◆ **PROBLEM DESCRIPTION**
Would you output the following records verbatim and skip the images in them?

Photo-based referring expression data
-----
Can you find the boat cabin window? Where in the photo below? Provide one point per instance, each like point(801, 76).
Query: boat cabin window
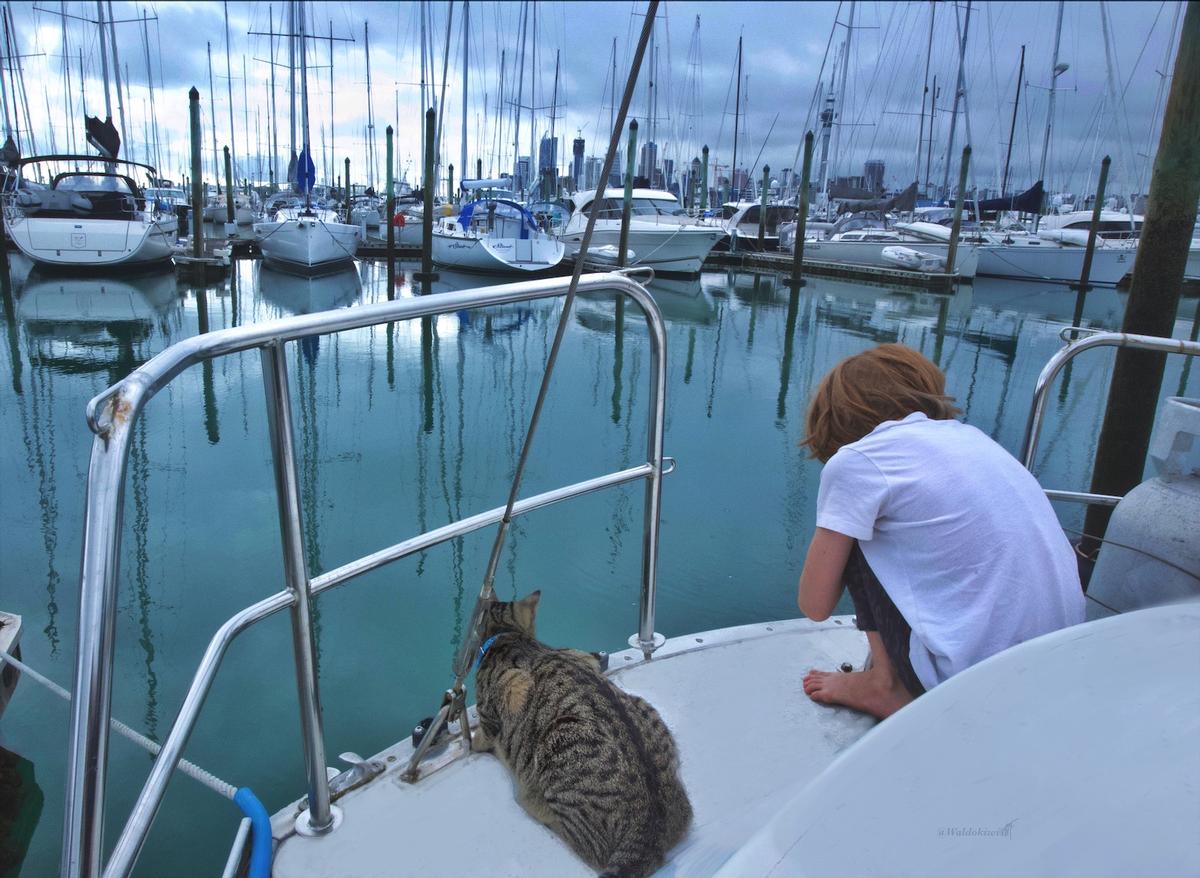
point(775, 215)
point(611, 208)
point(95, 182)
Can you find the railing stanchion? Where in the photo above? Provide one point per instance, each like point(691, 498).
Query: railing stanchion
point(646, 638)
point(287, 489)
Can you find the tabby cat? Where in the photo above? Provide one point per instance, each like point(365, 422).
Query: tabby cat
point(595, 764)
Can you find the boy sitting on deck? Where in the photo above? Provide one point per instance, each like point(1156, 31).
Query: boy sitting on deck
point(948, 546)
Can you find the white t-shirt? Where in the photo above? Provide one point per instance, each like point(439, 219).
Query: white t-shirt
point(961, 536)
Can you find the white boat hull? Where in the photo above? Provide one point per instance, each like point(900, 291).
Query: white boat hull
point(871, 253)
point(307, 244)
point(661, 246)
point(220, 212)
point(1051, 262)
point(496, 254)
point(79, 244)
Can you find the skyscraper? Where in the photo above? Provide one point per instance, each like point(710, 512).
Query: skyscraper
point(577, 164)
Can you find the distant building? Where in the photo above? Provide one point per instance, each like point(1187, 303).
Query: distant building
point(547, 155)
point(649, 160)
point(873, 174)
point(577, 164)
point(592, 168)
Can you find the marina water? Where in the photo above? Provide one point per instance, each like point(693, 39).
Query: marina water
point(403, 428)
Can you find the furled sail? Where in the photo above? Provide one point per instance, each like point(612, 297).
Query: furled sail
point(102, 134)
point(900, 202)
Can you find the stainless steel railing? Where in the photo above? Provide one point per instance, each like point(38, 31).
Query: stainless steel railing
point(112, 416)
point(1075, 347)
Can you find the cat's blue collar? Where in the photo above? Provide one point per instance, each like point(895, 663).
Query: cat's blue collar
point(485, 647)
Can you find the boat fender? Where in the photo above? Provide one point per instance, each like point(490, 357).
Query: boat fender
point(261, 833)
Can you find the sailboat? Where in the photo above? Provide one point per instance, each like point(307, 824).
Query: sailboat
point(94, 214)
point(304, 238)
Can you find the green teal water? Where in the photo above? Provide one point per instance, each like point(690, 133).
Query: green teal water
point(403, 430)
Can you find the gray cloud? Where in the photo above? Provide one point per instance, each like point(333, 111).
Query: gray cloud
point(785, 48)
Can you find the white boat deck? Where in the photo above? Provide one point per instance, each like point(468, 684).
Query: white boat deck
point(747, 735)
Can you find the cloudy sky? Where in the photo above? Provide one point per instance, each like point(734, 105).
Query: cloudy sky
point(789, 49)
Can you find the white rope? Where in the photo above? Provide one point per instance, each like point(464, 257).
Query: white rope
-----
◆ **RESULT OF THE EXERCISE**
Can you find the boat cabin window? Where in the photo below? Provide one point per instance, each like point(801, 76).
Query: boat cabin window
point(775, 215)
point(611, 208)
point(95, 182)
Can you find the railing stanchion? Where in the photo above? Provide one point per instance, each like point(691, 498).
Query: railing stanchion
point(646, 638)
point(287, 489)
Can you find the tabby cat? Where in the photo above? Provide one point per instance, each like point(365, 422).
Query: tabby cat
point(595, 764)
Can you find the boy sitting on deck? Where in the photo above? Provide one point per instance, each like point(1156, 31).
Query: boy sitting on deck
point(948, 546)
Can you find the white t-shirt? Where in the photo above? Provide one point per instance, each like point(439, 219).
Query: white t-shirt
point(961, 536)
Can you find the white boat hull? Where in the photo above? Provide one point per instance, each like point(900, 291).
Query: white boat hull
point(871, 253)
point(307, 244)
point(661, 246)
point(220, 212)
point(1051, 262)
point(496, 254)
point(79, 244)
Can you find the skyscraper? Where in the photo above? Provide one point per instance, each like point(710, 512).
Query: skyscraper
point(577, 164)
Can you find the distant building? Where in the photo above? Provide one point per instance, each like point(1187, 303).
Query: distant building
point(547, 155)
point(649, 160)
point(873, 174)
point(577, 164)
point(592, 168)
Can you find the marina water? Where in the photo above? Provide one point per instance, each like point(693, 39).
Query: marina water
point(403, 428)
Can you find the furled sail? Where in the photo above? Provide one point per instance, each like point(612, 297).
Query: furled sail
point(102, 134)
point(900, 202)
Can you find the stainless steel railing? Where in the photo above? Provide one point per instance, each like point(38, 31).
Query: stainless steel railing
point(112, 416)
point(1075, 347)
Can you find the cat's blue collar? Where in the photo above? Provide one point per instance, each like point(895, 663).
Query: cat's blue collar
point(485, 647)
Can you find the boat fender? Where in the photo above? Provide one point per instance, each like point(490, 357).
Query: boat fender
point(261, 833)
Can you find the sailboat? Where in the photo above? Provide one point per instance, each like point(307, 824).
Query: sailboat
point(94, 214)
point(304, 238)
Can you find the green teal water? Where in the photo above? Provide one point per instance, each like point(690, 133).
Query: green teal water
point(403, 430)
Can you find the gray cloud? Where in the photo above? Provide one point per instance, each like point(333, 111).
Query: gray cloud
point(785, 48)
Can you find the white boat deck? Where in the photo above? Provide one point per instance, each like point(468, 684).
Query: white boat deck
point(747, 735)
Can you find the cloudy sky? Where in the photo above? Provide one point per instance, each like point(734, 105).
Query: cloudy sky
point(789, 49)
Can you find the white rope? Where in the photo above? Provide one point per instance, each like point(464, 257).
Query: white rope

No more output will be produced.